TASK INSTRUCTIONS
Reproduce exactly the lines from the one containing "Place one keypoint on each instance of the ivy" through the end of the listing, minus the pictures.

INPUT DATA
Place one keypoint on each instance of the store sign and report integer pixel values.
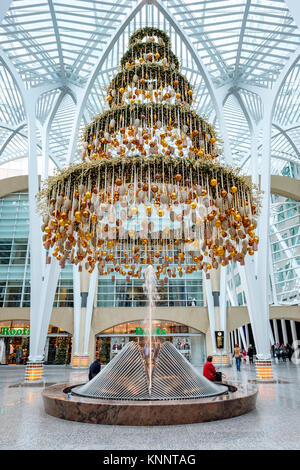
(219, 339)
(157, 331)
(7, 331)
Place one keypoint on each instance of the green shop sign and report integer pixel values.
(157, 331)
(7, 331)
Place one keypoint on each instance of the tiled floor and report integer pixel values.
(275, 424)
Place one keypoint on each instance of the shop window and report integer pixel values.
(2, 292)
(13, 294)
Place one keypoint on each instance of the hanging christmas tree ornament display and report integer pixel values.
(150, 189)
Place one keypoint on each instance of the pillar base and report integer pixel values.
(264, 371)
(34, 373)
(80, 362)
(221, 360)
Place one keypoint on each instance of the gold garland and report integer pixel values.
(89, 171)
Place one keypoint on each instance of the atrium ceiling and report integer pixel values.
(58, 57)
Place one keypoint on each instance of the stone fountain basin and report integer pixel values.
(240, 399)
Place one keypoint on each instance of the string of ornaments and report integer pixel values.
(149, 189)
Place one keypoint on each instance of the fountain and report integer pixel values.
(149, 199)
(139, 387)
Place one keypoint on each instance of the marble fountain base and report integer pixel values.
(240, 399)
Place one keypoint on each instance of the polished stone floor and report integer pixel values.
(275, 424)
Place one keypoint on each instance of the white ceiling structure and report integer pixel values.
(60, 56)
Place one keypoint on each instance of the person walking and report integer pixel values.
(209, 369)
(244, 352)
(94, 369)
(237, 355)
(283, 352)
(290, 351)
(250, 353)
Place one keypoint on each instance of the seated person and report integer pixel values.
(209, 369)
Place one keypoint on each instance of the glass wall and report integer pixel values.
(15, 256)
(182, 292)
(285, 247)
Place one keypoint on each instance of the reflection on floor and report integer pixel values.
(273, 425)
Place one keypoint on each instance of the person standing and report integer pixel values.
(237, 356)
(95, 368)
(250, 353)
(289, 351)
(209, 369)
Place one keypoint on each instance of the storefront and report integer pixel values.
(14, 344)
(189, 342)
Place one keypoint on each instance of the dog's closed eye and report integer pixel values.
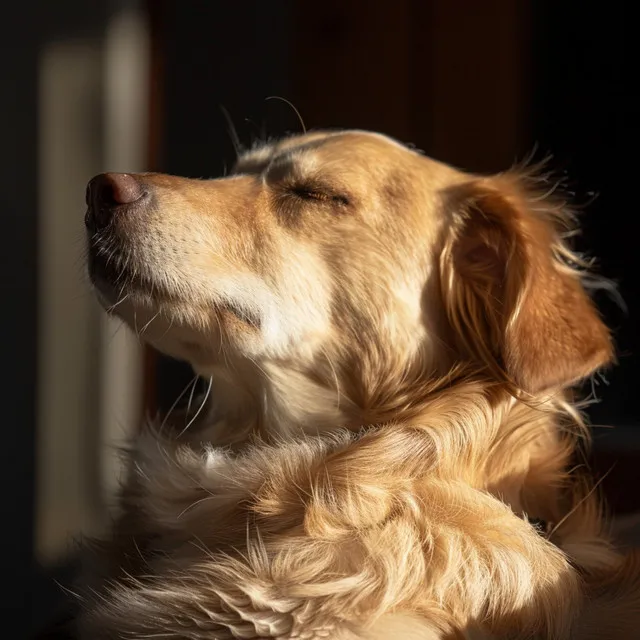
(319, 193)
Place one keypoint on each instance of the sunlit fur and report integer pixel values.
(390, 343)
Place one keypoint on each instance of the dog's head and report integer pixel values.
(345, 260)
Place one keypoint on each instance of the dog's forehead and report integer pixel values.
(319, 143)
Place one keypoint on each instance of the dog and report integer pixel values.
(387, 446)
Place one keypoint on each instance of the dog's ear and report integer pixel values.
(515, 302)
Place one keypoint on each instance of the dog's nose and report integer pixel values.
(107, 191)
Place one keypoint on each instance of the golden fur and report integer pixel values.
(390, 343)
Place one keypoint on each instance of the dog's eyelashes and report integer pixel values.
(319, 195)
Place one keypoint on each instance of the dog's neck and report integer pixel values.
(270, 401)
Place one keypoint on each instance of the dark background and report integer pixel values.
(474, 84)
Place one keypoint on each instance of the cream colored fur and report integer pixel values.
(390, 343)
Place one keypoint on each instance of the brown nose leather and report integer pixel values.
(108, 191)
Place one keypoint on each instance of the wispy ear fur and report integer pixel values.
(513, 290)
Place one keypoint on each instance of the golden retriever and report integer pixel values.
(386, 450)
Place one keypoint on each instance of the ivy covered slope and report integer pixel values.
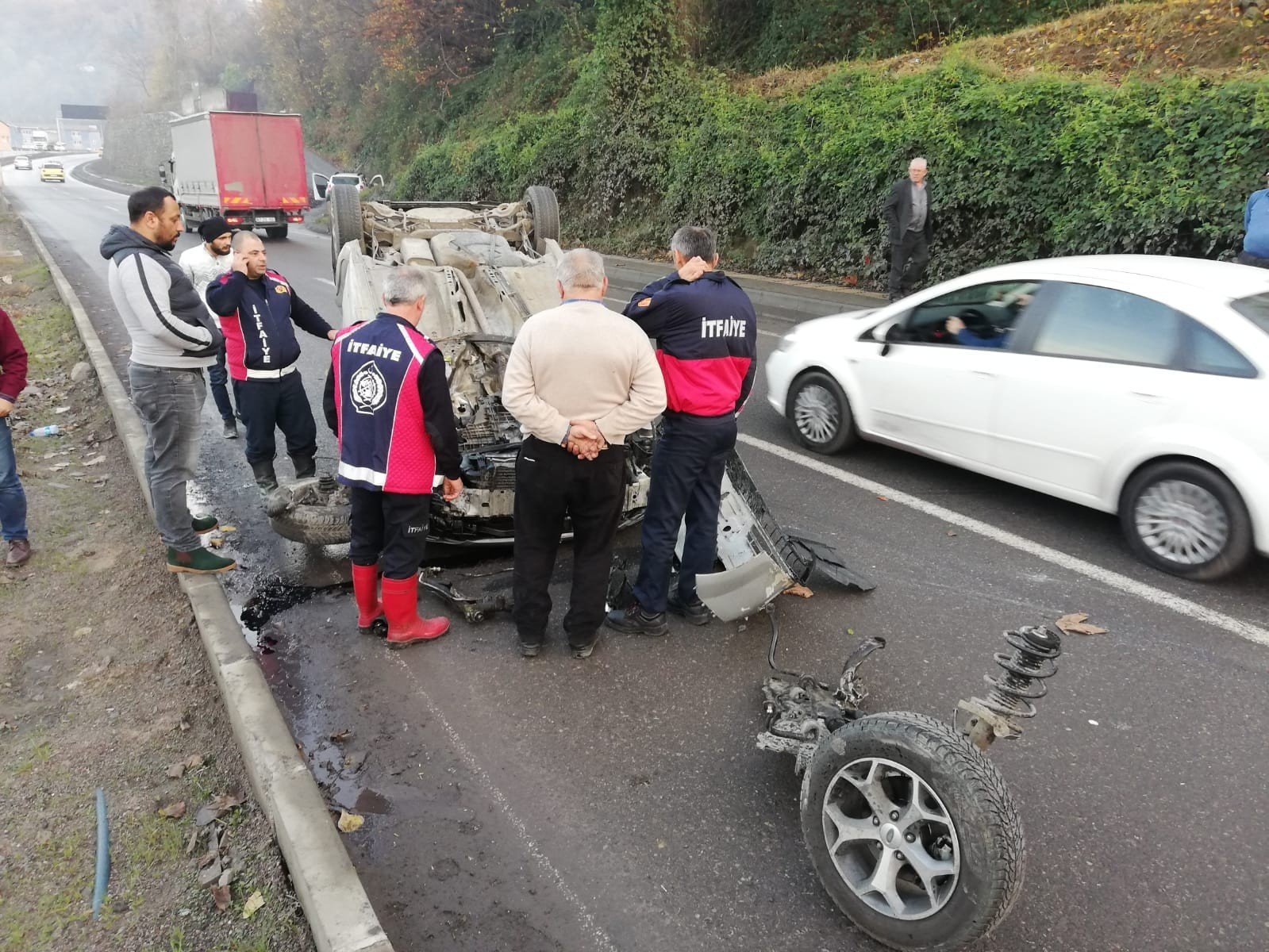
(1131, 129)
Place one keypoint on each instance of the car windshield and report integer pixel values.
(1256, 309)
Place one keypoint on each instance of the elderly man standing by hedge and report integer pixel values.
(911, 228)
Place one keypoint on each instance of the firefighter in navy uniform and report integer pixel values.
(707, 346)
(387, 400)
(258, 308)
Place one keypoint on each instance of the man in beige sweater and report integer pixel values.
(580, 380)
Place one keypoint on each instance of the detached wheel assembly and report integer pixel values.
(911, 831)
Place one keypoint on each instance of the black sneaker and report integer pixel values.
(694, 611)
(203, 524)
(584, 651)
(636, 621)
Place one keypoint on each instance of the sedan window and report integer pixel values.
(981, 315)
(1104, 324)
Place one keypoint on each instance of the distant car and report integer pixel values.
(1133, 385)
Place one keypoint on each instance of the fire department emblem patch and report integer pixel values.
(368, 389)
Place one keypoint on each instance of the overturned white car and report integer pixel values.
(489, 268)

RESULT FOR THIS EXERCISE
Place one keypoint on each instance of the ivy covered slope and report integer pixel values.
(1131, 129)
Place one keypoint on each instance of the car windshield and report integer pixel values.
(1256, 309)
Place one keypoint on each instance of the elderly man standing by hedge and report integer pixel values.
(911, 228)
Place one keypoint on each instance of the firefighter in navy uniform and report integer pixel values.
(707, 346)
(387, 400)
(258, 308)
Place one keypoint on each instance of the man in beige sweater and report integer pixel values.
(580, 380)
Place one keypoint on each instance of the detached wheel assembly and report integer pixel values.
(911, 831)
Place one keypoint on each instance of the black sneaker and report integer pixel values.
(694, 611)
(203, 524)
(584, 651)
(636, 621)
Place one keypoint on each instance of the sedan window and report integer pixel values.
(981, 315)
(1104, 324)
Place one keypoint on each instance of the distant car and report integer pixel values.
(1133, 385)
Place one keypoint on each instance of the fire department emblem patch and report integer pixel values.
(368, 389)
Place one keypoint on each instance of the overturned white car and report integer pixel values.
(489, 268)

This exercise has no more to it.